◆ Your instructions
The answer must be a single number: how many lines of the records below hold the word "query".

[Data records]
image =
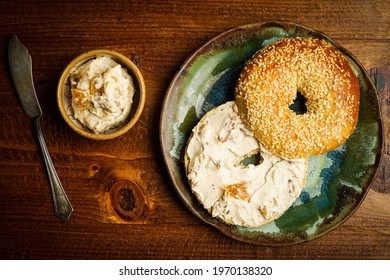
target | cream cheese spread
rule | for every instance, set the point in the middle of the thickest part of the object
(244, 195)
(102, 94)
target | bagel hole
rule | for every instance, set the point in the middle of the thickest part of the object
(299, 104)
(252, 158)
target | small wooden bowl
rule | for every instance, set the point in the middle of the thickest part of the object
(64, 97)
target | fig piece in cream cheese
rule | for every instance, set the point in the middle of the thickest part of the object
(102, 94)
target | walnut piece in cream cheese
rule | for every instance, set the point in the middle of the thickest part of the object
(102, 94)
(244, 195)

* * *

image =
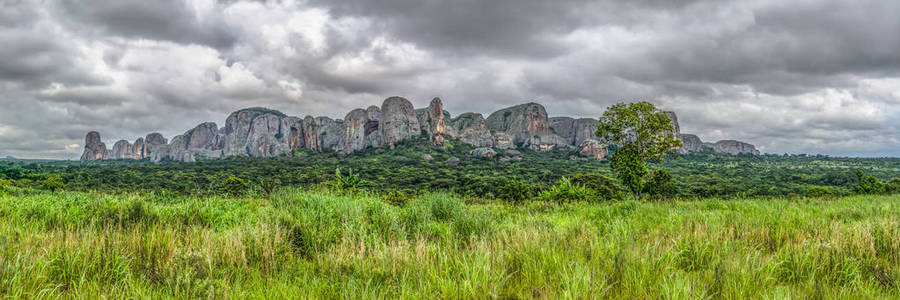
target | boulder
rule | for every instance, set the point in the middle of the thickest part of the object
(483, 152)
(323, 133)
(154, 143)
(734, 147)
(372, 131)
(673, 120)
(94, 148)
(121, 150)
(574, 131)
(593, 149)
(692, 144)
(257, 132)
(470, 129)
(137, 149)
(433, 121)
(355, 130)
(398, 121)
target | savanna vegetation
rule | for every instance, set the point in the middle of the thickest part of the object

...

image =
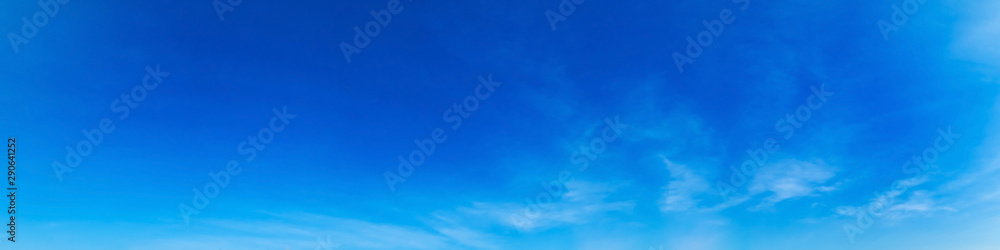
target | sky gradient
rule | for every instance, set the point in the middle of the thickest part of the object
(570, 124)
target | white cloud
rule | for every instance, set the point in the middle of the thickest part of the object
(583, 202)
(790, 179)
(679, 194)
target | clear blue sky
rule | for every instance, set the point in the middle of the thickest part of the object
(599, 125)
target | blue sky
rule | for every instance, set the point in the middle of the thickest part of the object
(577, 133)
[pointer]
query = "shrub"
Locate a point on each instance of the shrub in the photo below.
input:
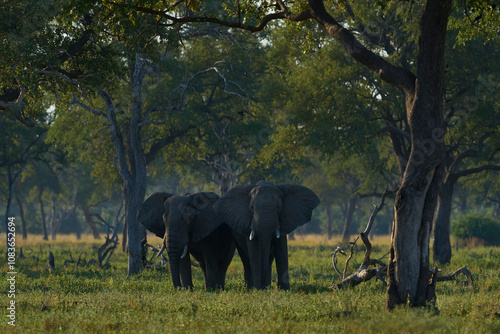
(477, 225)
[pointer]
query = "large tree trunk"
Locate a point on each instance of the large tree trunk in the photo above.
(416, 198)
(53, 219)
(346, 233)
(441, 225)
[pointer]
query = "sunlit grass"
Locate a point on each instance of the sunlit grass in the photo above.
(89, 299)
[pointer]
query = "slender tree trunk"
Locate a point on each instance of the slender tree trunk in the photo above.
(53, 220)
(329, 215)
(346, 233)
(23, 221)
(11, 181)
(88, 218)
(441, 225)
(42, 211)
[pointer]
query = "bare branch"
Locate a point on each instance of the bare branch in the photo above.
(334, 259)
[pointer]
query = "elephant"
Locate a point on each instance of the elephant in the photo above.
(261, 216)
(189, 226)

◆ Solution to the exercise
6